**Compito richiesto:**
Riporti alla lettera il passo del testo sui duelli nel Far West che comincia con "Inoltre non esisteva" e prosegue fino a "o conflitti territoriali.".

**Testo:**
----

“Preparati a morire Jack, ora contiamo fino a mille e poi spariamo!”.
“Perché dobbiamo contare fino a mille, Joe?”.
“Perché intanto vado a prendere la pistola che ho scordato a casa!”.
Prendo in prestito questa battuta di Bilbo Baggins per parlare in chiave un po’ ironica di qualcosa che, nel tempo, abbiamo mitizzato: i duelli nel Far West. Due pistoleri, due pistole, uno scontro all’ultimo sangue, una strada polverosa al calar del sole… i cult di Clint Eastwood e di Sergio Leone ci hanno abituati a un immaginario ben diverso dalla realtà storica.
La realtà dei duelli nel Far West
Contrariamente all’immaginario collettivo -di per sé molto affascinante-, i duelli formali tra due soli individui erano eventi davvero rari nel Far West. Le sparatorie avvenivano più frequentemente in modo spontaneo, spesso in luoghi come saloon o strade affollate.
Inoltre non esisteva alcun codice d’onore e, anzi, non era affatto inusuale che qualcuno venisse colpito alle spalle o senza preavviso. Molte di queste sparatorie erano il risultato di dispute personali, questioni di gioco d’azzardo o conflitti territoriali.
Il duello artistico: fotografi contro pittori
Ad ogni modo, la chiave ironica serviva per introdurre un duello dicotomico: quello che vedeva come protagonisti da una parte i fotografi e dall’altra i pittori, che insieme si contendevano la rappresentazione della realtà. E i litiganti, per rimanere fedeli alla storia, erano ben più di due.

----

**Materiale fornito:**
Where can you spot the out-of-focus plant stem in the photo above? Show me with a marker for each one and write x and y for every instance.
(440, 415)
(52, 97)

----

**Esito del compito:**
Inoltre non esisteva alcun codice d’onore e, anzi, non era affatto inusuale che qualcuno venisse colpito alle spalle o senza preavviso. Molte di queste sparatorie erano il risultato di dispute personali, questioni di gioco d’azzardo o conflitti territoriali.